→ **READING PASSAGE**:
***

Even though he wasn’t born there and hasn’t lived there in 15 years, Louisiana is the home in Rick’s heart (and stomach). With an NFL team that didn’t start winning until just a few minutes ago (except, uh, for the past two Sundays), he started worshipping LSU football as a little kid along with the rest of the state. To him, the sound of 92,400 fans chanting “Geaux Tigers” in Death Valley along with the taste of seafood gumbo, jambalaya, crawfish etouffee or anything smothered with Tony Chachere’s Creole Seasoning all sound, taste and feel like hot, sticky Indian summers and his childhood.

At home I alternate between wearing a Penn State sweatshirt Dad got me ages ago and a Tabasco sweatshirt Rick got me when we visited Avery Island, La., last spring. Whichever I’ve worn over the last few weeks has been a sign of my allegiance, according to Rick, with a raised eyebrow (not an indication of whichever happens to be clean, which I’ve argued instead). When I didn’t immediately put the LSU barrette in our daughter’s hair that my mother-in-law brought when she visited last week, Rick raised the other eyebrow.

Rick says he doesn’t really expect me to pick a side, though. In fact, I think part of him secretly wants me to cheer for Penn State because he’s imagining he’d want our daughter to side with LSU some day if her future husband’s team is a competitor.

My dad wants me to root for Penn State, too, I think. Soon after Rick and I were married in 2006, I was on the phone with Dad when Rick’s number popped up on the caller ID.

“Who’s on the other line?” he asked.

“Oh, it’s just Rick. I’ll call him back,” I said.

I could hear the smile in his voice as our conversation continued.

Besides the issue of loyalty, it’s inconceivable to Dad why anyone would root against Penn State, the team of record. Impossible as it may be, I want them both (Dad and Rick) to win, although Rick also has the New Orleans Saints going for him this season, and it sure would be nice to see Joe Pa go big before the boosters make him go to a home.

Regardless, look for me at the movie theatre on Friday at game time. I’ll be the one wearing neither navy, white, purple nor gold and holding an extra large bag of popcorn and a ticket to a double feature.

***

→ **DATA PROVIDED**:

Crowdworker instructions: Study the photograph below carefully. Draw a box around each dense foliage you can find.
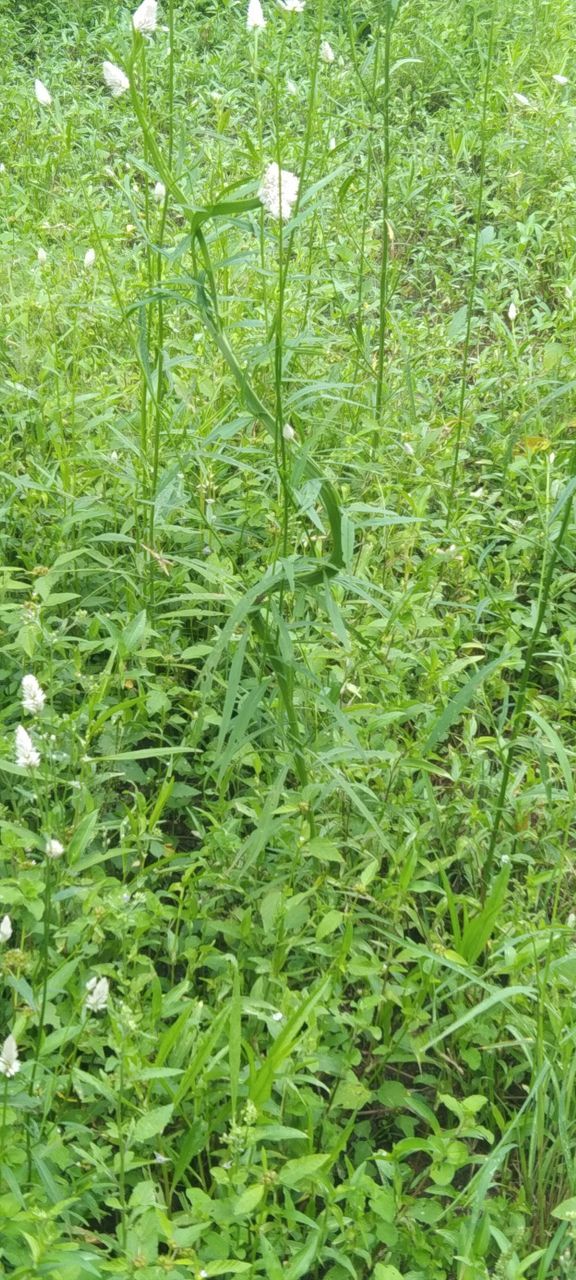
[0,0,576,1280]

***

→ **SET TASKS**:
A. Summarize the passage about football loyalties in two sentences.
B. Quote the passage about football loyalties between "At home I alternate" and "is a competitor.", inclusive.

→ **PER-TASK OUTPUTS**:
A. Rick, who considers Louisiana home, has worshipped LSU football since childhood, while the writer's father wants the writer to root for Penn State. Wanting both Dad and Rick to win, the writer plans to be at the movie theater at game time, wearing neither team's colors.

B.
At home I alternate between wearing a Penn State sweatshirt Dad got me ages ago and a Tabasco sweatshirt Rick got me when we visited Avery Island, La., last spring. Whichever I’ve worn over the last few weeks has been a sign of my allegiance, according to Rick, with a raised eyebrow (not an indication of whichever happens to be clean, which I’ve argued instead). When I didn’t immediately put the LSU barrette in our daughter’s hair that my mother-in-law brought when she visited last week, Rick raised the other eyebrow.

Rick says he doesn’t really expect me to pick a side, though. In fact, I think part of him secretly wants me to cheer for Penn State because he’s imagining he’d want our daughter to side with LSU some day if her future husband’s team is a competitor.